-- Begin DATA SUPPLIED --

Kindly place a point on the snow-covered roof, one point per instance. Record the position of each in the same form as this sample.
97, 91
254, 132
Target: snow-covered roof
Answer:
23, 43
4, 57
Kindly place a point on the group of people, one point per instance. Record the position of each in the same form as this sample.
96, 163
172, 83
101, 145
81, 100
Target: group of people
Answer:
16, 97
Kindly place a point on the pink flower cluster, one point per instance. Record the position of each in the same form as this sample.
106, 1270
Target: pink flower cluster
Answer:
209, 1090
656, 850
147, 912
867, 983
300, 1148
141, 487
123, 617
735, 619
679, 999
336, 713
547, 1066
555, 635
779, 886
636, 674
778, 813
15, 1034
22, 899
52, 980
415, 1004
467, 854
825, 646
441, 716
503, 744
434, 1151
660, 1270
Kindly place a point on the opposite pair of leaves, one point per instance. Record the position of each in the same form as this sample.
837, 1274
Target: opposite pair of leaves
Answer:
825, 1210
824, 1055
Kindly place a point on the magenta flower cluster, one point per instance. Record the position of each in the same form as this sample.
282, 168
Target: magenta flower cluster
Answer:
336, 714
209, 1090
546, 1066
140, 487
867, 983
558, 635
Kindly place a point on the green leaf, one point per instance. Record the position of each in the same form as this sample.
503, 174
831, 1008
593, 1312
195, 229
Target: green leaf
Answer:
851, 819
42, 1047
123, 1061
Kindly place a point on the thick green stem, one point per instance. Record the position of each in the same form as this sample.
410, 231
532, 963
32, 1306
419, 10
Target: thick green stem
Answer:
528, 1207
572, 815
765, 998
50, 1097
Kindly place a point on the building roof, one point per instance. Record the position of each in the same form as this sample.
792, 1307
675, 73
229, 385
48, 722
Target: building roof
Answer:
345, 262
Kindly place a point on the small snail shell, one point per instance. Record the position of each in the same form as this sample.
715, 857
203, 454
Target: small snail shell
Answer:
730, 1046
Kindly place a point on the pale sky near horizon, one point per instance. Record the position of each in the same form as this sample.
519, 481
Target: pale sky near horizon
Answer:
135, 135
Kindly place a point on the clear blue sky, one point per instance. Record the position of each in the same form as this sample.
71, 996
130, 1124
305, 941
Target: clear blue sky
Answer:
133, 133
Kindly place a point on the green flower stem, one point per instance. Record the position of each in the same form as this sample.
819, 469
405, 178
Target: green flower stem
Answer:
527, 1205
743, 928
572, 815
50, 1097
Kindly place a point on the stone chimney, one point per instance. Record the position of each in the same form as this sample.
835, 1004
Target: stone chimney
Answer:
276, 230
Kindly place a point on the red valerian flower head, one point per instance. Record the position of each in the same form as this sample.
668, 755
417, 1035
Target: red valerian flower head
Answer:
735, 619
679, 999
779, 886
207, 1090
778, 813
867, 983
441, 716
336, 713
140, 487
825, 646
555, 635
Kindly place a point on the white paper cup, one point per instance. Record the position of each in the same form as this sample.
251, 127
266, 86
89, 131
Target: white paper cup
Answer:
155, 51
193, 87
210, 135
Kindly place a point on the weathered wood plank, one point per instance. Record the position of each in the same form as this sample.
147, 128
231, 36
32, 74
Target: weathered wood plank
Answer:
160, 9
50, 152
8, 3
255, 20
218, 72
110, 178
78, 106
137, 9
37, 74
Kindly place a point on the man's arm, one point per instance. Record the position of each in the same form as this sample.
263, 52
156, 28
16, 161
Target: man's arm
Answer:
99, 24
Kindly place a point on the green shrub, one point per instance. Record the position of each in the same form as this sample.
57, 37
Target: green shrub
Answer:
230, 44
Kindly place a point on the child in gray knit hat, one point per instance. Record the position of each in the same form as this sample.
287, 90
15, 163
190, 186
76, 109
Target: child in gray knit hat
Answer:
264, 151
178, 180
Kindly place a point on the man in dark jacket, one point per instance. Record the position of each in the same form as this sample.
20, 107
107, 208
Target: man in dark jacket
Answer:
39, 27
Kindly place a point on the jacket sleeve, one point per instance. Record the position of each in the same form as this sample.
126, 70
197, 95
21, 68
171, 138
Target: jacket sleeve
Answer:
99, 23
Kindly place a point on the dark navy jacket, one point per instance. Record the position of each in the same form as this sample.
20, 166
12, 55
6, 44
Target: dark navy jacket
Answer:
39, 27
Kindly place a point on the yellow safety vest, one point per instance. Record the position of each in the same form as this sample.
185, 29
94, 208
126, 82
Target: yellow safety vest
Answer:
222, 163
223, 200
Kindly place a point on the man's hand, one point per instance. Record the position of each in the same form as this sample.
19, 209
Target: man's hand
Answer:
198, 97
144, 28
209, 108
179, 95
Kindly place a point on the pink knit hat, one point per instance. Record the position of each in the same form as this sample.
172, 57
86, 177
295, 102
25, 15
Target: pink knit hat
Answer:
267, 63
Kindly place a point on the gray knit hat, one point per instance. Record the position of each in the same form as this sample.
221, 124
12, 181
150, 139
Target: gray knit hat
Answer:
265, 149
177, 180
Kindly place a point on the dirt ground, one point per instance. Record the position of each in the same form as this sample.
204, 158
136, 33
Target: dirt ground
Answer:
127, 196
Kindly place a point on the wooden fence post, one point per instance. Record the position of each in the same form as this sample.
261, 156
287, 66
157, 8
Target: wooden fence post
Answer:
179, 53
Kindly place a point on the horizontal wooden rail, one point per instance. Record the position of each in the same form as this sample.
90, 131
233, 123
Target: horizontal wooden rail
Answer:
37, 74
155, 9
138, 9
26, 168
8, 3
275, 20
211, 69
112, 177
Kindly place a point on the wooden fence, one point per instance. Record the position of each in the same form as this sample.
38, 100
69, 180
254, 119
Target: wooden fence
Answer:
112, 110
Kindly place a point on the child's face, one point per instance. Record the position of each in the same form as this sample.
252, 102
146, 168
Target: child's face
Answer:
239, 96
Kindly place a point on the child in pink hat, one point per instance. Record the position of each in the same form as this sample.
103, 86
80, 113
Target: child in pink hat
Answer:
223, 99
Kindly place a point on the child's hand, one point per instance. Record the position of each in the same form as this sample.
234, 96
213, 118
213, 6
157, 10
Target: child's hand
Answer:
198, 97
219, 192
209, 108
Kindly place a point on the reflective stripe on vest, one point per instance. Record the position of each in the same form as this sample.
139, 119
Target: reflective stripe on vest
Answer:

-- End DATA SUPPLIED --

Write out every entry verbatim.

Kindly place a point on the snow-covered roof, one point per instance. Record the position of each in the same form as this sample.
97, 91
254, 132
Target: snow-covered roof
Answer:
23, 43
4, 57
Kindly place a point on the group of people, one point per instance. Record the position of each in the same form as this sample.
96, 163
172, 83
101, 145
81, 100
Target: group of people
Answer:
16, 97
Kindly place a point on the pink flower cluster, one point per instance. Record the position of each in the same form as this sample.
106, 1270
Target: pink flower cluster
Answer:
209, 1090
656, 850
147, 912
867, 983
300, 1148
141, 487
123, 617
735, 619
679, 999
336, 713
547, 1066
555, 635
779, 886
636, 674
778, 813
15, 1034
22, 899
52, 980
415, 1004
467, 854
825, 646
441, 716
503, 744
434, 1151
660, 1270
Kindly place a point on the opposite pair of leaves, one point per instance. Record the position of each in the same form as this sample.
837, 1274
Target: opposite pair of leaves
Answer:
825, 1210
824, 1055
Kindly place a point on the magenta flower cluster, one point per instance. Record the position of each in the same form as this sample.
282, 168
Target: magenta flower cluster
Answer:
336, 714
209, 1090
546, 1066
140, 487
867, 983
558, 635
Kindly place a point on the green leaf, one point per instance. Record the position of each in the same form as this sample.
503, 174
831, 1008
593, 1312
195, 229
Target: green leaf
Answer:
851, 819
42, 1047
123, 1061
Kindly place a point on the thick green stem, one point per instance. Record the position of each in the same form as this sample.
410, 231
532, 963
32, 1306
419, 10
Target: thick green stem
Answer:
528, 1207
572, 815
765, 998
50, 1097
Kindly place a point on the building roof, one point per instance. Record the position of each in the same form as this sample.
792, 1307
675, 73
229, 385
48, 722
Target: building roof
Answer:
345, 262
Kindly place a point on the small snail shell, one point per instance. Record the position of each in the same form as this sample.
715, 857
203, 454
Target: small snail shell
Answer:
730, 1046
Kindly place a point on the pale sky near horizon, one point per instance. Record the position of each in the same form as this sample.
519, 481
Target: pale sky near horizon
Answer:
135, 135
Kindly place a point on the clear blue sky, one point per instance. Record the position of each in the same form as this sample.
71, 996
130, 1124
305, 941
Target: clear blue sky
Answer:
133, 133
Kindly place a point on the green flower stem, one point per instance. Record the position of each in the same form as this sample.
819, 469
405, 178
Target: green flower stem
Answer:
527, 1205
743, 928
572, 815
50, 1097
Kindly place a point on the stone chimney, one point per instance. Record the position of each in the same form as this sample.
835, 1004
Target: stone chimney
Answer:
276, 230
Kindly place a point on the red valerian flower head, one point per instance. Record the position of each in the same form as this sample.
668, 755
417, 1035
Target: red valerian flower head
Answer:
735, 619
679, 999
779, 886
207, 1090
778, 813
867, 983
441, 716
336, 713
140, 487
825, 646
555, 635
Kindly place a point on the white paper cup, one point per instance. Record the position of each in the same form as this sample.
251, 127
266, 86
89, 131
Target: white paper cup
Answer:
155, 51
193, 87
210, 135
Kindly place a point on the weathered wood plank, one point per instance. Record the position of each in the same form as this sample.
147, 128
231, 36
32, 74
Target: weathered wood plank
Answer:
160, 9
50, 152
8, 3
255, 20
218, 72
110, 178
78, 106
137, 9
37, 74
Kindly place a point on the man's arm, one point per instance. Record the position of each in the same form as this sample.
263, 52
156, 28
16, 161
Target: man's arm
Answer:
99, 24
Kindly place a point on the green shrub, one point per instance. Record the position of each in the same form as this sample.
57, 37
Target: green shrub
Answer:
230, 44
Kindly place a point on the child in gray knit hat, one point per instance. Record the position of each in the same form as this sample.
287, 90
15, 163
190, 186
76, 109
Target: child in gray knit hat
Answer:
264, 151
178, 180
Kindly place a point on the man in dark jacket, one point per instance. Record the position of each in the same form as this sample.
20, 107
107, 208
Target: man in dark jacket
Answer:
39, 27
Kindly place a point on the jacket sleeve, one point per instance. Record the position of each in the same form as this sample.
126, 70
197, 95
21, 68
171, 138
Target: jacket sleeve
Answer:
99, 23
Kindly place a point on the dark navy jacket, one point per instance. Record the position of each in the same form as this sample.
20, 166
12, 55
6, 44
Target: dark navy jacket
Answer:
39, 27
Kindly place a point on the yellow safety vest, one point per instance. Record the position of each in the same form as this sample.
185, 29
94, 208
126, 82
Target: yellow safety vest
Answer:
222, 163
223, 200
Kindly place a point on the man's hand, one point per instance. Record the position of each in the same form as this sample.
19, 209
Target: man's hand
Answer:
198, 97
144, 28
209, 108
179, 95
Kindly place a point on the pink knit hat, one point per instance. Record the position of each in the same form as this sample.
172, 57
86, 177
295, 102
25, 15
Target: pink knit hat
Answer:
267, 63
Kindly place a point on the gray knit hat, one point per instance. Record the position of each in the same form as this sample.
221, 124
12, 181
150, 139
Target: gray knit hat
Answer:
265, 149
177, 180
Kindly place a point on the dirt ground, one point per instance. Record the position of each in the same form as this sample.
204, 158
136, 33
Target: dirt ground
Answer:
127, 196
Kindly place a point on the wooden fence post, one point per instance. Record the position of each in the same form as this sample.
261, 156
287, 66
157, 8
Target: wooden fence post
Answer:
179, 53
Kindly place a point on the horizontal wooden rail, one point per instance. Record the position of each in the same form as this sample.
90, 131
233, 123
Target: horizontal wooden rail
Answer:
37, 74
155, 9
138, 9
26, 168
8, 3
275, 20
211, 69
112, 177
Kindly place a point on the wooden fence, one point per instance. Record the position of each in the same form as this sample.
38, 100
69, 180
254, 119
Target: wooden fence
Answer:
112, 110
Kindly place a point on the child's face, one point per instance. Record the position of each in the same form as this sample.
252, 102
146, 168
Target: child's face
Answer:
239, 96
Kindly place a point on the child in pink hat, one point per instance. Record the position of each in the same form as this sample.
103, 86
80, 113
Target: child in pink hat
Answer:
223, 99
Kindly place a point on the child's hand, one point per instance. Record the position of each in the same form as this sample.
234, 96
213, 118
213, 6
157, 10
Target: child's hand
Answer:
198, 97
219, 192
209, 108
Kindly place a point on the reflective stripe on vest, one point per instance. Record the position of each in the same form as this sample.
139, 119
Target: reflective stripe on vest
Answer:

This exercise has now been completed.